■ What is expected: Put each line of the listing below into a JSON list of strings, one string per line, leaving out any blank lines.

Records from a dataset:
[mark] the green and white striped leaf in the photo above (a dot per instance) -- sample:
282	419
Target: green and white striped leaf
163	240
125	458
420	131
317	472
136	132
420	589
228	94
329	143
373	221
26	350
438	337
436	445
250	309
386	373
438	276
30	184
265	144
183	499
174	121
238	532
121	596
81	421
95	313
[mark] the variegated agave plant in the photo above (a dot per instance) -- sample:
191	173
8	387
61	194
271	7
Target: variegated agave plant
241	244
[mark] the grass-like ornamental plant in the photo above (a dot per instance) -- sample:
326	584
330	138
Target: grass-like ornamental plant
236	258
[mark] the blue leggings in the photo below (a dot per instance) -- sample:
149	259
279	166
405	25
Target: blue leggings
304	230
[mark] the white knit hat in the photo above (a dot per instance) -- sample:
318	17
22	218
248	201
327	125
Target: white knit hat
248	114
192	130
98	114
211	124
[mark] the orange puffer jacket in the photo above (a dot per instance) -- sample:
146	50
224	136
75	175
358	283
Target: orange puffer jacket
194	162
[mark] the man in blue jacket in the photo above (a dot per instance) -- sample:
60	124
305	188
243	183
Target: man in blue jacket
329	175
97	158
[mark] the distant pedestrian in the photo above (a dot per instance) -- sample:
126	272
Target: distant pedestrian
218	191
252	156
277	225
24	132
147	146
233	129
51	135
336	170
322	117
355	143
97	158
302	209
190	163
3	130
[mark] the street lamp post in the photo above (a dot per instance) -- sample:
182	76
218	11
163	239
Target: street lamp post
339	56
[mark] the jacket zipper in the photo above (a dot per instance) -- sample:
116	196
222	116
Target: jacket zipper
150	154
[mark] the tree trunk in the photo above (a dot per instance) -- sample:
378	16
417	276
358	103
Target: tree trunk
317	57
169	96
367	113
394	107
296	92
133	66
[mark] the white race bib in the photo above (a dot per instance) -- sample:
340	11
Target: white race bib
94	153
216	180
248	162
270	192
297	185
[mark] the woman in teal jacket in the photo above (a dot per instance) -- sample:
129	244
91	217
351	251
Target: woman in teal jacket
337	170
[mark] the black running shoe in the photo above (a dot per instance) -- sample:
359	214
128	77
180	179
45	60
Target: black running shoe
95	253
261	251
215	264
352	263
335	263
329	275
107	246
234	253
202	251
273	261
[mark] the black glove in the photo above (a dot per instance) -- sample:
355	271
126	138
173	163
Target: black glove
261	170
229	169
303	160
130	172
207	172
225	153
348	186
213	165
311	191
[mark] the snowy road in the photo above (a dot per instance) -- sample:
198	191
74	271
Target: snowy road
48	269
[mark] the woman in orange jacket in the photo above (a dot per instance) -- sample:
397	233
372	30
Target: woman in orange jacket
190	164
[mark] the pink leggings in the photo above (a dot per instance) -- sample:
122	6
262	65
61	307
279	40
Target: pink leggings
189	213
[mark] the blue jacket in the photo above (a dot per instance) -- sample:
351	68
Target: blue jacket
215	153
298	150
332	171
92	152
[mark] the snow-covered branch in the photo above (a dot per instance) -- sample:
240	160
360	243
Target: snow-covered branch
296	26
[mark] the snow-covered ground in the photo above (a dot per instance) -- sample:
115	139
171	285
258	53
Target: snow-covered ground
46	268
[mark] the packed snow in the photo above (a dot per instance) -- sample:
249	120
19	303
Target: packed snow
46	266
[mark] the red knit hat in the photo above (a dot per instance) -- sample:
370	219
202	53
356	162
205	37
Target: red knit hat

■ Worked answer:
[
  "[mark] the green and white striped leaf in the photo above (a dot per instance) -- sample:",
  "282\t419",
  "Target: green and white striped leaf",
  "163\t240",
  "125\t458",
  "420\t131",
  "317\t472",
  "136\t132",
  "420\t589",
  "228\t94",
  "329\t143",
  "373\t221",
  "26\t350",
  "438\t337",
  "436\t445",
  "250\t309",
  "386\t373",
  "438\t276",
  "30\t184",
  "265\t144",
  "183\t499",
  "174\t121",
  "238\t532",
  "121\t596",
  "81\t421",
  "95\t313",
  "[mark] the variegated agave plant in the photo above (a dot per instance) -- sample:",
  "191\t173",
  "8\t387",
  "61\t194",
  "271\t7",
  "Target: variegated agave plant",
  "241\t244",
  "[mark] the grass-like ornamental plant in the photo above (a dot per instance) -- sample:",
  "326\t584",
  "330\t138",
  "Target: grass-like ornamental plant",
  "236\t258",
  "[mark] the blue leggings in the photo below (a dot per instance) -- sample:",
  "149\t259",
  "279\t166",
  "405\t25",
  "Target: blue leggings",
  "304\t230",
  "[mark] the white knit hat in the photo above (a dot per instance) -- sample:",
  "318\t17",
  "22\t218",
  "248\t201",
  "327\t125",
  "Target: white knit hat",
  "248\t114",
  "192\t130",
  "98\t114",
  "211\t124",
  "[mark] the orange puffer jacket in the photo above (a dot per instance) -- sample:",
  "146\t50",
  "224\t136",
  "75\t175",
  "358\t283",
  "Target: orange puffer jacket",
  "194\t162",
  "[mark] the man in blue jacket in the photo above (a dot per instance) -- sample:",
  "60\t124",
  "305\t188",
  "243\t183",
  "Target: man in blue jacket",
  "329\t175",
  "97\t158",
  "[mark] the distant pedestrian in the photo above (a dot per instance) -- sample:",
  "126\t272",
  "Target: distant pedestrian",
  "218\t191",
  "252\t156",
  "277\t225",
  "24\t132",
  "147\t146",
  "233\t129",
  "51\t135",
  "336\t170",
  "322\t117",
  "355\t143",
  "97\t158",
  "302\t209",
  "190\t163",
  "3\t130",
  "[mark] the street lamp post in the photo above (a dot per instance) -- sample:",
  "182\t76",
  "218\t11",
  "163\t239",
  "Target: street lamp post",
  "339\t56",
  "[mark] the jacket zipper in the photo above (a dot per instance) -- sample:",
  "116\t196",
  "222\t116",
  "Target: jacket zipper",
  "150\t154",
  "[mark] the tree trunk in the photo above (a dot per instance) -- sample:",
  "378\t16",
  "417\t276",
  "358\t103",
  "Target: tree trunk",
  "317\t57",
  "169\t96",
  "367\t113",
  "394\t107",
  "296\t92",
  "133\t66",
  "[mark] the white race bib in the photo above (a dot per instance) -- sample:",
  "340\t11",
  "Target: white race bib",
  "94\t153",
  "216\t180",
  "248\t162",
  "270\t192",
  "297\t185",
  "[mark] the woman in teal jacket in the photo above (a dot per instance) -- sample:",
  "129\t244",
  "91\t217",
  "351\t251",
  "Target: woman in teal jacket",
  "337\t170",
  "[mark] the black running shoe in the photo above (a dot per instance) -- sample:",
  "359\t214",
  "128\t77",
  "180\t179",
  "45\t60",
  "Target: black running shoe",
  "95\t253",
  "261\t251",
  "215\t264",
  "352\t263",
  "335\t263",
  "329\t275",
  "107\t246",
  "234\t253",
  "202\t251",
  "273\t261",
  "[mark] the black glove in the photo above (a dot per instance) -- sample:",
  "355\t271",
  "126\t138",
  "173\t163",
  "Target: black glove",
  "261\t170",
  "229\t169",
  "303\t160",
  "130\t172",
  "207\t172",
  "225\t153",
  "348\t186",
  "213\t165",
  "311\t191",
  "[mark] the snowy road in the photo above (a dot per instance) -- sample:",
  "198\t191",
  "74\t271",
  "Target: snowy road",
  "48\t269",
  "[mark] the woman in orange jacket in the photo above (a dot per instance) -- sample:",
  "397\t233",
  "372\t30",
  "Target: woman in orange jacket",
  "190\t164",
  "[mark] the pink leggings in the photo above (a dot per instance) -- sample:",
  "122\t6",
  "262\t65",
  "61\t307",
  "279\t40",
  "Target: pink leggings",
  "189\t213",
  "[mark] the blue jacket in the photo above (a dot per instance) -- sample:",
  "351\t68",
  "Target: blue jacket",
  "215\t153",
  "298\t150",
  "332\t171",
  "92\t152",
  "[mark] the snow-covered branch in the photo above (a dot per instance) -- sample:",
  "240\t160",
  "360\t243",
  "Target: snow-covered branch",
  "296\t26",
  "[mark] the snow-covered ground in the photo above (a dot per instance) -- sample:",
  "115\t139",
  "171\t285",
  "258\t53",
  "Target: snow-covered ground",
  "46\t268",
  "[mark] the packed snow in the photo above (a dot per instance) -- sample:",
  "249\t120",
  "19\t303",
  "Target: packed snow",
  "46\t266",
  "[mark] the red knit hat in the photo above (a dot per instance) -- sample:",
  "370\t219",
  "202\t53",
  "356\t162",
  "205\t37",
  "Target: red knit hat"
]